#### Natural-language object grounding data
'''
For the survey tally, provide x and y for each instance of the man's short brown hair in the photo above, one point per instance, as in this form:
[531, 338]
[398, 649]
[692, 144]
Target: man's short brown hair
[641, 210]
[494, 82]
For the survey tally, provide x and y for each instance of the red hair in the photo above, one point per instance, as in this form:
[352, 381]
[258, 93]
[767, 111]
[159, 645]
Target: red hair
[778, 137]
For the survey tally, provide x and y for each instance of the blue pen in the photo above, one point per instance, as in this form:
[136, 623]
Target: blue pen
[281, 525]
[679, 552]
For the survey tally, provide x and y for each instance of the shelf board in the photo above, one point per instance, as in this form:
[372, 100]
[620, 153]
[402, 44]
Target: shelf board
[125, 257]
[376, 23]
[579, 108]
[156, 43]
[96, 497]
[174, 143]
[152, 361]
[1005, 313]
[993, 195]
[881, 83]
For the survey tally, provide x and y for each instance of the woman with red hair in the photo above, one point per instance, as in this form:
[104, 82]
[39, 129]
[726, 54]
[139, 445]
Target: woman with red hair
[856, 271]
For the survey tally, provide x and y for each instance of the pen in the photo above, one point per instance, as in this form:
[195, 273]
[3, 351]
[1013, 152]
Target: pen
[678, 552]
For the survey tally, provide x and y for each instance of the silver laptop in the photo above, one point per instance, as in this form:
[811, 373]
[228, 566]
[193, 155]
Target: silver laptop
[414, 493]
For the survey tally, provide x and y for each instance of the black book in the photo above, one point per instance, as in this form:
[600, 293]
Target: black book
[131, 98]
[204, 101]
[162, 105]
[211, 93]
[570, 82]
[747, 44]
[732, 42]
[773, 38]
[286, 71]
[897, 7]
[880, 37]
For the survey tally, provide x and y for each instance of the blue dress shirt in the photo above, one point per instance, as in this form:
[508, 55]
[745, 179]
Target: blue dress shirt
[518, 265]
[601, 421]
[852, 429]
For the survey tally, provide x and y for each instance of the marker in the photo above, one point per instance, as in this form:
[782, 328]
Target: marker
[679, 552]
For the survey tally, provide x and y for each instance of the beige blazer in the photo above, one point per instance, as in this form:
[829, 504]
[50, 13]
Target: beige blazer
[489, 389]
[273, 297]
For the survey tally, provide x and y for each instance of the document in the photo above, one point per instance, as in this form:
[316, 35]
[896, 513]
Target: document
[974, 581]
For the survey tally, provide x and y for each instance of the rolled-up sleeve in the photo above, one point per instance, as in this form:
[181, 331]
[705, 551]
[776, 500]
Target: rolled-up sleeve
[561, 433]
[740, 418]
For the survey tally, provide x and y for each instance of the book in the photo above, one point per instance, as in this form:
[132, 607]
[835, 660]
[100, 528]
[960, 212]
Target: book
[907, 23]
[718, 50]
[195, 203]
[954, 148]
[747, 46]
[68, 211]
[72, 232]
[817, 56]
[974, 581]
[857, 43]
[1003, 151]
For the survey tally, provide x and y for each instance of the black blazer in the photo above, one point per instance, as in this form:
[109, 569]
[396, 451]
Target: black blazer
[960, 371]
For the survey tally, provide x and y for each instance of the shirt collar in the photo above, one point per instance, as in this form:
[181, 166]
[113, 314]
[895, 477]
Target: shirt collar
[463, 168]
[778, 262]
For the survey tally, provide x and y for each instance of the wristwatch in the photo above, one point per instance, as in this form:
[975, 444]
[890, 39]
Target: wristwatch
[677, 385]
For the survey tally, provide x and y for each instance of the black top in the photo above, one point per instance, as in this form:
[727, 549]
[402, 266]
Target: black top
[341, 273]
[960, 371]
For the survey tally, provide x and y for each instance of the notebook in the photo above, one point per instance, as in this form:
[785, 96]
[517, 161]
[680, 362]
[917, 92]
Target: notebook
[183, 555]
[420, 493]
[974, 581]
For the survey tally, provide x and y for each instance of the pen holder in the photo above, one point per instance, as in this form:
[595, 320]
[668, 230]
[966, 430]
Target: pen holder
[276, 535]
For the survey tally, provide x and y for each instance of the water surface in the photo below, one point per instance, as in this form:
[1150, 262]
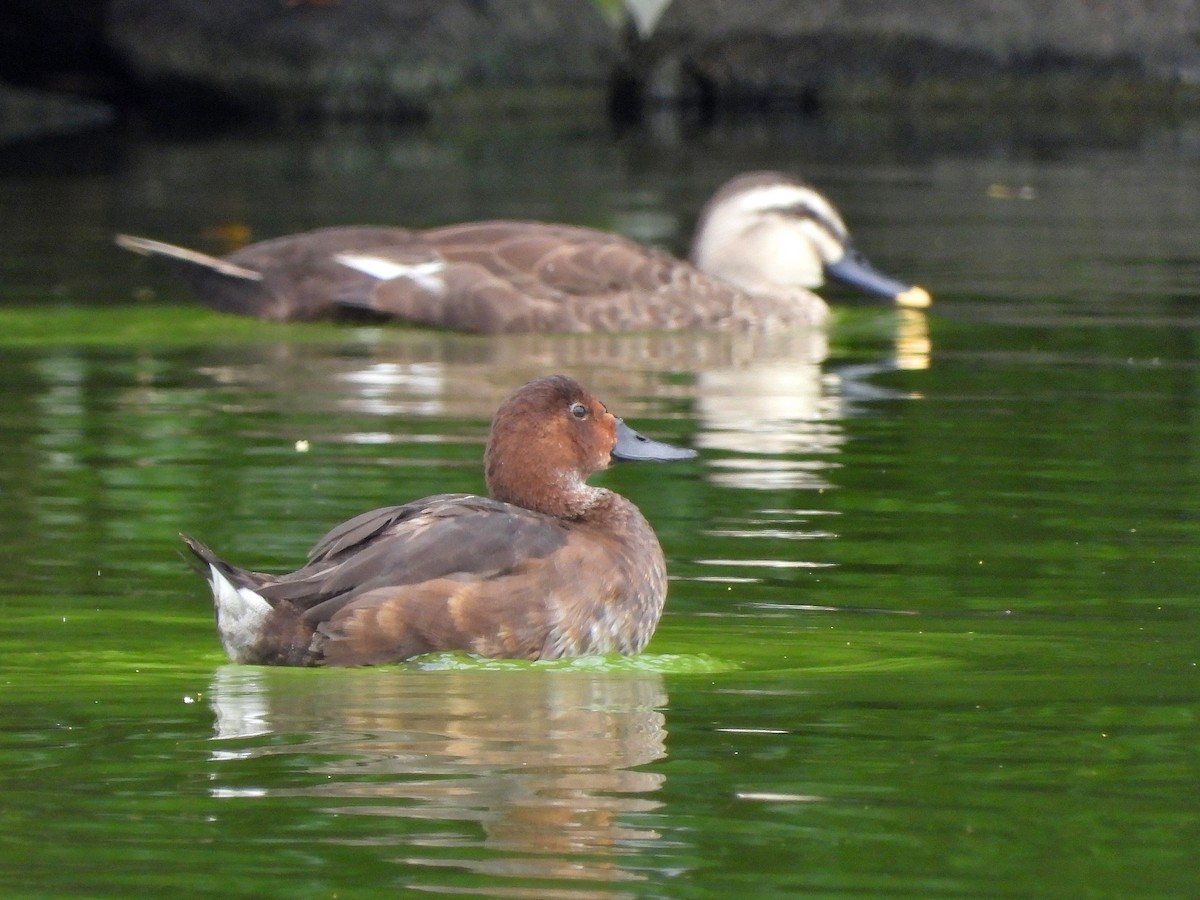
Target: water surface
[933, 625]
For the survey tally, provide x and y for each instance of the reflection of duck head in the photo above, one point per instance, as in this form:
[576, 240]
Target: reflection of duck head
[541, 760]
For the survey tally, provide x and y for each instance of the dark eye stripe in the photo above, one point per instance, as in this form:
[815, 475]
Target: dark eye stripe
[803, 210]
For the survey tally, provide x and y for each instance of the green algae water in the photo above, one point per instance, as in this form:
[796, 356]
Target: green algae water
[933, 627]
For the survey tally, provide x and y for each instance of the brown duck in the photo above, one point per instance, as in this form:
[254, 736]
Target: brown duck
[763, 241]
[544, 567]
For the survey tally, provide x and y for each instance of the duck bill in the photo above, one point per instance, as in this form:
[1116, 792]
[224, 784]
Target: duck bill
[855, 270]
[633, 447]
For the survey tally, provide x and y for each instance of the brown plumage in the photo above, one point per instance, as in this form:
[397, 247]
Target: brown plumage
[545, 568]
[762, 243]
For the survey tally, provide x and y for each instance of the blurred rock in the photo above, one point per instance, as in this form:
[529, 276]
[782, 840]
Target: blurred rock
[798, 54]
[27, 114]
[354, 58]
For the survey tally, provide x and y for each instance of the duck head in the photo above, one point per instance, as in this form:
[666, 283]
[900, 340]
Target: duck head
[769, 233]
[549, 437]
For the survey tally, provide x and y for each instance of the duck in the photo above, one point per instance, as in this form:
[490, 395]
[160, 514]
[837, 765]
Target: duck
[763, 243]
[544, 567]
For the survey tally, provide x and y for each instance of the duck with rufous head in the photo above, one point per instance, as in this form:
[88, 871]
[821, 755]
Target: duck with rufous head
[545, 567]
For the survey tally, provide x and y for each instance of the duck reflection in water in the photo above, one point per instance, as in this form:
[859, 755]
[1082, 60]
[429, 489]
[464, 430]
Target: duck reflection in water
[543, 761]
'''
#### Directions
None of the pictures should appear, though every line of the data above must be reproduced exactly.

#### Solution
For the survey tally, provide x and y for each instance of the man's short brown hair in the photo above, one point per instance, as in this form:
[531, 338]
[398, 649]
[692, 144]
Target: man's short brown hair
[641, 210]
[494, 82]
For the survey tally, provide x and y for each instance of the red hair in the photo above, one point per instance, as in this form:
[352, 381]
[258, 93]
[767, 111]
[159, 645]
Target: red hair
[778, 137]
For the survey tally, provide x and y for each instance of the blue pen in the photo above, one point per instance, as in this form:
[136, 623]
Target: blue pen
[281, 525]
[679, 552]
For the survey tally, provide x and y for each instance of the shelf board in the photo above, one point per instance, as in this form:
[372, 100]
[620, 153]
[402, 44]
Target: shelf board
[125, 257]
[376, 23]
[579, 108]
[156, 43]
[96, 497]
[174, 143]
[152, 361]
[1005, 313]
[993, 195]
[881, 83]
For the survey tally, provide x and y for each instance of the woman with red hair in the photo above, one point per instance, as in this form:
[104, 82]
[39, 129]
[726, 54]
[139, 445]
Target: woman with red hair
[856, 271]
For the survey tally, provide x and y for each instance of the pen in the photo above, one point per instance, as in this form:
[195, 273]
[3, 351]
[1013, 152]
Target: pen
[678, 552]
For the survey tally, provide x and y for each instance of the silver laptop in the photo above, one point per instance, as in this form:
[811, 373]
[228, 566]
[193, 155]
Target: silver laptop
[414, 493]
For the survey tally, provide x and y for each instance of the black book in the photo above, one point per instance, as in this form:
[600, 293]
Target: black book
[131, 98]
[204, 101]
[162, 105]
[211, 93]
[570, 82]
[747, 44]
[732, 42]
[773, 38]
[286, 71]
[897, 7]
[880, 37]
For the survey tally, provide x and y for each instance of the blue dress shirt in the photo above, one point per instance, as in this form:
[508, 55]
[745, 179]
Target: blue dress shirt
[518, 265]
[601, 421]
[852, 429]
For the survey tally, provide x and y for each instance of the marker in the photo above, one point per instance, as in this form:
[782, 328]
Target: marker
[679, 552]
For the survey tally, provide x and y for each instance of the beige blazer in the photo above, one point per instance, as in this form:
[829, 504]
[50, 13]
Target: beige blazer
[489, 389]
[273, 297]
For the survey tally, provide x and y for each instance of the document in the photo above, one point per instance, as in this form:
[316, 35]
[896, 513]
Target: document
[974, 581]
For the survey tally, provide x and y for each instance of the rolled-up sleeve in the photo above, one point per instance, as in this form:
[181, 331]
[705, 551]
[776, 500]
Target: rolled-up sleeve
[561, 433]
[740, 418]
For the survey tally, provide x and y for each instance of the book in the photo above, one point per instance, as in this form:
[132, 607]
[835, 660]
[100, 528]
[960, 212]
Target: book
[907, 23]
[718, 50]
[195, 203]
[954, 148]
[747, 46]
[68, 211]
[72, 232]
[817, 56]
[974, 581]
[857, 43]
[1003, 151]
For the survey tally, provide x and y for each instance of the black blazer in the photo above, one point per instance, as in this form:
[109, 569]
[396, 451]
Target: black blazer
[960, 371]
For the survey tally, provide x and y for each instance of the shirt collar in the photo above, one point per instance, as in this form:
[181, 166]
[113, 314]
[895, 477]
Target: shirt collar
[463, 168]
[778, 262]
For the survey tally, provide x and y for each instance of the wristwatch in the photo above, one point per instance, as in this form:
[975, 444]
[890, 39]
Target: wristwatch
[677, 385]
For the survey tally, provide x and y for each instance of the black top in the photo above, one point per instance, as in this form:
[727, 549]
[402, 266]
Target: black top
[341, 273]
[960, 371]
For the survey tally, provide x and y for each instance of the notebook in the photo above, one point per instance, as in this form:
[785, 96]
[517, 161]
[680, 362]
[917, 92]
Target: notebook
[183, 555]
[420, 493]
[974, 581]
For the survey tally, provide x and y for each instance of the pen holder in the photo above, one point per instance, as in this form:
[595, 320]
[668, 230]
[966, 430]
Target: pen holder
[276, 535]
For the survey tally, provide x and y for each instance of the water surface in the photo below, one point per instance, as in this form:
[1150, 262]
Target: water surface
[933, 625]
For the survey tally, provide x and y for each instance of the reflection of duck head in the photo above, one point per instance, as in this form:
[576, 240]
Target: reflection of duck head
[541, 760]
For the survey tally, provide x and y for each instance of the dark eye stripe in the photo above, one point per instance, as in this form:
[815, 475]
Target: dark eye stripe
[803, 210]
For the survey tally, provide x and y for each instance of the green algae water in the photo above, one point per instance, as in this form:
[796, 356]
Target: green algae water
[933, 627]
For the survey tally, provide x and y for each instance of the brown duck in the photo above, one point per instance, as in this form:
[254, 736]
Target: brown duck
[763, 241]
[544, 567]
For the survey tally, provide x and y for each instance of the duck bill in the photo above, one point per instance, as in this form:
[1116, 792]
[224, 784]
Target: duck bill
[855, 270]
[633, 447]
For the survey tally, provide x and y for each instance of the brown plumage in the photo above, one point per instance, as in this form:
[397, 247]
Target: brown plumage
[545, 568]
[762, 243]
For the survey tally, provide x and y for each instance of the blurred rock in the photo above, one point per instance, as in this form:
[529, 276]
[782, 840]
Target: blurred rock
[798, 54]
[27, 114]
[354, 58]
For the survey tally, provide x and y for each instance of the duck head in the photo above, one point per instance, as in this form:
[666, 283]
[900, 340]
Target: duck head
[769, 233]
[549, 437]
For the survey tally, provide x and y for each instance of the duck in the photo above, one point per instance, as in this form:
[490, 395]
[160, 514]
[837, 765]
Target: duck
[763, 243]
[544, 567]
For the survey tally, provide x and y for each instance of the duck with rufous head in the photo above, one point per instance, as in this form:
[88, 871]
[821, 755]
Target: duck with rufous head
[545, 567]
For the survey tally, provide x and y for each instance of the duck reflection in water in the photo above, one point per instance, as in this form:
[859, 755]
[1082, 60]
[429, 489]
[464, 430]
Target: duck reflection in water
[543, 761]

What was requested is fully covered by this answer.